• **TASK TO CARRY OUT**:
Copy the rows word for word, from where they begin through the line containing "xmin=504 ymin=403 xmax=570 ymax=467", including that line. Leave the pictures out of your answer.

• **DATASET**:
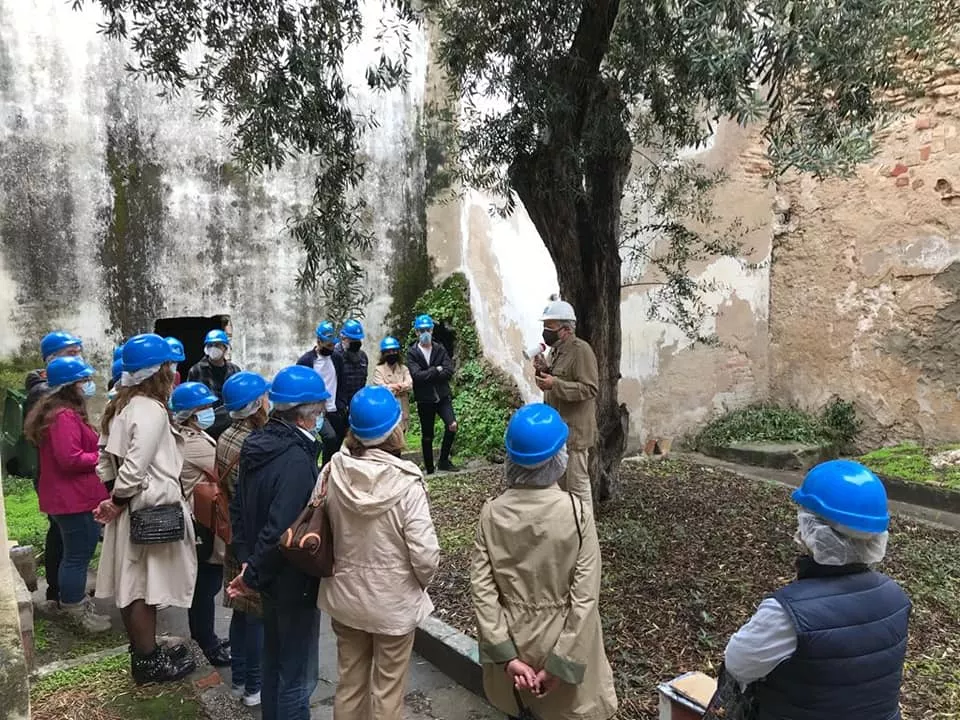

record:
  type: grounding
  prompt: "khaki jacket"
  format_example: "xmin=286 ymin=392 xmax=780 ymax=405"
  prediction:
xmin=470 ymin=485 xmax=617 ymax=720
xmin=97 ymin=395 xmax=197 ymax=608
xmin=543 ymin=337 xmax=599 ymax=450
xmin=314 ymin=448 xmax=440 ymax=636
xmin=180 ymin=426 xmax=227 ymax=565
xmin=372 ymin=363 xmax=413 ymax=432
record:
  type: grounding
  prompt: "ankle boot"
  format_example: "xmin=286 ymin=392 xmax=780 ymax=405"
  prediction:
xmin=130 ymin=646 xmax=197 ymax=685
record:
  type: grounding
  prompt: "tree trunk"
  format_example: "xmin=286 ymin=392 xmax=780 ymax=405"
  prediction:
xmin=511 ymin=77 xmax=633 ymax=501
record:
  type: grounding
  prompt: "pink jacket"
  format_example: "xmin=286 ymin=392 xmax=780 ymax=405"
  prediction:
xmin=39 ymin=408 xmax=107 ymax=515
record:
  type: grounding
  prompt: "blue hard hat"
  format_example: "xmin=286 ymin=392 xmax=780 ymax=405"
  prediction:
xmin=270 ymin=365 xmax=330 ymax=405
xmin=123 ymin=333 xmax=175 ymax=372
xmin=380 ymin=335 xmax=400 ymax=352
xmin=413 ymin=315 xmax=433 ymax=330
xmin=164 ymin=337 xmax=187 ymax=362
xmin=170 ymin=382 xmax=219 ymax=412
xmin=317 ymin=320 xmax=337 ymax=342
xmin=223 ymin=370 xmax=270 ymax=412
xmin=791 ymin=460 xmax=890 ymax=533
xmin=47 ymin=357 xmax=94 ymax=388
xmin=350 ymin=385 xmax=402 ymax=440
xmin=340 ymin=320 xmax=363 ymax=340
xmin=40 ymin=330 xmax=83 ymax=360
xmin=203 ymin=330 xmax=230 ymax=347
xmin=504 ymin=403 xmax=570 ymax=467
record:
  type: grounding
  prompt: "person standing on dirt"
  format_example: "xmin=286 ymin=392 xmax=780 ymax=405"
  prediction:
xmin=533 ymin=300 xmax=600 ymax=504
xmin=407 ymin=315 xmax=458 ymax=475
xmin=297 ymin=320 xmax=347 ymax=465
xmin=187 ymin=330 xmax=240 ymax=440
xmin=227 ymin=365 xmax=330 ymax=720
xmin=25 ymin=357 xmax=110 ymax=632
xmin=470 ymin=403 xmax=617 ymax=720
xmin=23 ymin=330 xmax=83 ymax=610
xmin=721 ymin=460 xmax=911 ymax=720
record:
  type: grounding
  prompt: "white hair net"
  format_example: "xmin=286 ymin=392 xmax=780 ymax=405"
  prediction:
xmin=794 ymin=510 xmax=889 ymax=566
xmin=506 ymin=445 xmax=567 ymax=487
xmin=120 ymin=365 xmax=163 ymax=387
xmin=230 ymin=398 xmax=260 ymax=420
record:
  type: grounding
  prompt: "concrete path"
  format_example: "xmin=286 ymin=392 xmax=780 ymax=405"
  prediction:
xmin=34 ymin=573 xmax=496 ymax=720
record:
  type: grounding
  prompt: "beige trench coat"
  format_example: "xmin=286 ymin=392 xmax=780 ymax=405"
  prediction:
xmin=179 ymin=426 xmax=227 ymax=565
xmin=97 ymin=395 xmax=197 ymax=608
xmin=470 ymin=485 xmax=617 ymax=720
xmin=314 ymin=448 xmax=440 ymax=636
xmin=372 ymin=363 xmax=413 ymax=432
xmin=543 ymin=337 xmax=600 ymax=450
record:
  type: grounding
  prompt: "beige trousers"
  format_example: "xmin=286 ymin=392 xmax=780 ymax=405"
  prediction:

• **WORKED SOLUTION**:
record:
  type: grounding
  prompt: "khaki jacket"
  format_example: "xmin=286 ymin=392 xmax=780 ymax=405"
  prediction:
xmin=470 ymin=485 xmax=617 ymax=720
xmin=97 ymin=395 xmax=197 ymax=608
xmin=543 ymin=337 xmax=599 ymax=450
xmin=314 ymin=448 xmax=440 ymax=636
xmin=180 ymin=426 xmax=227 ymax=565
xmin=372 ymin=363 xmax=413 ymax=432
record:
  type: grounding
  prompt: "ankle boot"
  format_example: "xmin=286 ymin=392 xmax=780 ymax=405"
  prediction:
xmin=130 ymin=646 xmax=197 ymax=685
record:
  type: grounding
  prompt: "tree trunk"
  format_example: "xmin=286 ymin=392 xmax=780 ymax=405"
  prediction:
xmin=511 ymin=77 xmax=633 ymax=501
record:
  type: grounding
  prompt: "pink jacket"
  format_example: "xmin=286 ymin=392 xmax=780 ymax=405"
  prediction:
xmin=39 ymin=408 xmax=107 ymax=515
record:
  type: grounding
  prompt: "blue hard hat"
  format_example: "xmin=286 ymin=392 xmax=780 ymax=405"
  prediction:
xmin=270 ymin=365 xmax=330 ymax=405
xmin=123 ymin=333 xmax=175 ymax=372
xmin=380 ymin=335 xmax=400 ymax=352
xmin=413 ymin=315 xmax=433 ymax=330
xmin=164 ymin=337 xmax=187 ymax=362
xmin=170 ymin=382 xmax=219 ymax=412
xmin=317 ymin=320 xmax=337 ymax=342
xmin=223 ymin=370 xmax=270 ymax=412
xmin=791 ymin=460 xmax=890 ymax=533
xmin=47 ymin=357 xmax=94 ymax=388
xmin=350 ymin=385 xmax=402 ymax=440
xmin=340 ymin=320 xmax=363 ymax=340
xmin=40 ymin=330 xmax=83 ymax=360
xmin=203 ymin=330 xmax=230 ymax=347
xmin=504 ymin=403 xmax=570 ymax=467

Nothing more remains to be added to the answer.